記事・インタビュー

2024.01.18

【Doctor’s Opinion】臨床研修病院群プロジェクト 群星(むりぶし)沖縄が問いかけたこと

臨床研修病院群プロジェクト群星沖縄 名誉センター長

宮城 征四郎

2002年、沖縄県立中部病院院長であった私は県下の弟子たちからの要請を受け、2004年からスタートする卒後臨床研修必修化対応に取り組むべく、民間教育病院アライアンスへ軸足を移すことを決意し、定年を待たないで中部病院を退職し、プロジェクトリーダー兼研修センター長に就任した。

中部病院の卒後臨床研修は歴史があり、中部病院で私が伝えるべきことは全て後進に伝え、今後は経験の浅い民間プロジェクトで陣頭指揮を執ることが社会貢献になると考えたからだ。

発足当初は4基幹型病院を中心に協力型病院、協力施設の理事長・院長・研修委員長が定期的に集い、多数の医療機関が参加する「臨床研修病院群プロジェクト群むりぶし 星沖縄臨床研修センター」構想の発足趣意書を作り上げ、多くのマスメディアが「日本で前例のない医学教育プロジェクトが沖縄で始動」などと報じた。

新プロジェクトの準備段階にもかかわらず、全国の医学生、関係者より問い合わせが殺到したことから、急きょ専任事務局長を配置し対応を行った。

新プロジェクトを成功させるためには、病院群に参加する全職員の力の結集が大事であることから、ラグナガーデンホテルの大広間を貸切って「卒後臨床教育大講演会」と銘打ち、厚労省医師臨床研修検討部会委員の仲間である黒川清先生(東京大学名誉教授)に記念講演を行っていただいた。その際、黒川先生は壇上から次のような趣旨を述べられた。

「群星沖縄はコンセプトがユニークで、これからの時代を先取りした取り組み」かつ、「宮城先生をはじめ関係者の熱意も素晴らしい……」と評価したうえで、(「日本の医療風土」をふまえて)群星沖縄は「流れ星にならねばいいが……」との懸念をつぶやいた。
· · · · ·
群星沖縄に関する上の本文から、「中部病院の卒後臨床研修は歴史」から「らねばいいが……」との懸念をつぶやいた。」までを、両端の語句も含めて一字も変えずに書き写してください。

データセットに収められたデータ
· · · · ·
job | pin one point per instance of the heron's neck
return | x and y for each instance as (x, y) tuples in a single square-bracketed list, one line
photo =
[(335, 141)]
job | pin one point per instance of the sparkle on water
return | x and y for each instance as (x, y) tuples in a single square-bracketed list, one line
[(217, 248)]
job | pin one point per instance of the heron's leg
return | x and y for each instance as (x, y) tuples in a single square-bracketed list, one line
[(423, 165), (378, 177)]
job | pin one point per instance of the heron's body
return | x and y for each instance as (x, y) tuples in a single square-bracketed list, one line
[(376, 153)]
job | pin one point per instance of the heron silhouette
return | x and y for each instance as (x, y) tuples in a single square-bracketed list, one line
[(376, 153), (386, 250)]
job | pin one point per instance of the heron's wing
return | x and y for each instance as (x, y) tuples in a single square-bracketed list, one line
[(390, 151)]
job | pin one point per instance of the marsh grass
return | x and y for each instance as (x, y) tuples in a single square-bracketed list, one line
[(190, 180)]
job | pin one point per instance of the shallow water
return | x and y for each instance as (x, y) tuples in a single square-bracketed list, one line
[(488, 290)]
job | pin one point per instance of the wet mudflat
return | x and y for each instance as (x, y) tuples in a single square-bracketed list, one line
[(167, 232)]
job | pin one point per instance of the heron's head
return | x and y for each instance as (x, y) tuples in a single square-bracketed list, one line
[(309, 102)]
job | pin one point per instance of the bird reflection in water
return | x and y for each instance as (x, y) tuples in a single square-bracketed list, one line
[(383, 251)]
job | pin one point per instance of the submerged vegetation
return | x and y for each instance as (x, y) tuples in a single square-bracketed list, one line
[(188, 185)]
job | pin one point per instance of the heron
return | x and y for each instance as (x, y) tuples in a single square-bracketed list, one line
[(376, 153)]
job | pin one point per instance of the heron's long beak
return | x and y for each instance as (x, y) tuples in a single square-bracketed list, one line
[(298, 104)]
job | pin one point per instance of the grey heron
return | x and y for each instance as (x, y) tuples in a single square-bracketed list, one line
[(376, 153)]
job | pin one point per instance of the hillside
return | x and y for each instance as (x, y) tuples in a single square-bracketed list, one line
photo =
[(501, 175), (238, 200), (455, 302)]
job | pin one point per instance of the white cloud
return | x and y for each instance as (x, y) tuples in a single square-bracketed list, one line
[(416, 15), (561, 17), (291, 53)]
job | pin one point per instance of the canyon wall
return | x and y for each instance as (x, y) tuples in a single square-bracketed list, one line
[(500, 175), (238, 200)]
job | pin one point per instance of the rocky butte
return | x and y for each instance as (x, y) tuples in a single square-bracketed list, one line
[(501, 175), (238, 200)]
· · · · ·
#### 解答例:
中部病院の卒後臨床研修は歴史があり、中部病院で私が伝えるべきことは全て後進に伝え、今後は経験の浅い民間プロジェクトで陣頭指揮を執ることが社会貢献になると考えたからだ。

発足当初は4基幹型病院を中心に協力型病院、協力施設の理事長・院長・研修委員長が定期的に集い、多数の医療機関が参加する「臨床研修病院群プロジェクト群むりぶし 星沖縄臨床研修センター」構想の発足趣意書を作り上げ、多くのマスメディアが「日本で前例のない医学教育プロジェクトが沖縄で始動」などと報じた。

新プロジェクトの準備段階にもかかわらず、全国の医学生、関係者より問い合わせが殺到したことから、急きょ専任事務局長を配置し対応を行った。

新プロジェクトを成功させるためには、病院群に参加する全職員の力の結集が大事であることから、ラグナガーデンホテルの大広間を貸切って「卒後臨床教育大講演会」と銘打ち、厚労省医師臨床研修検討部会委員の仲間である黒川清先生(東京大学名誉教授)に記念講演を行っていただいた。その際、黒川先生は壇上から次のような趣旨を述べられた。

「群星沖縄はコンセプトがユニークで、これからの時代を先取りした取り組み」かつ、「宮城先生をはじめ関係者の熱意も素晴らしい……」と評価したうえで、(「日本の医療風土」をふまえて)群星沖縄は「流れ星にならねばいいが……」との懸念をつぶやいた。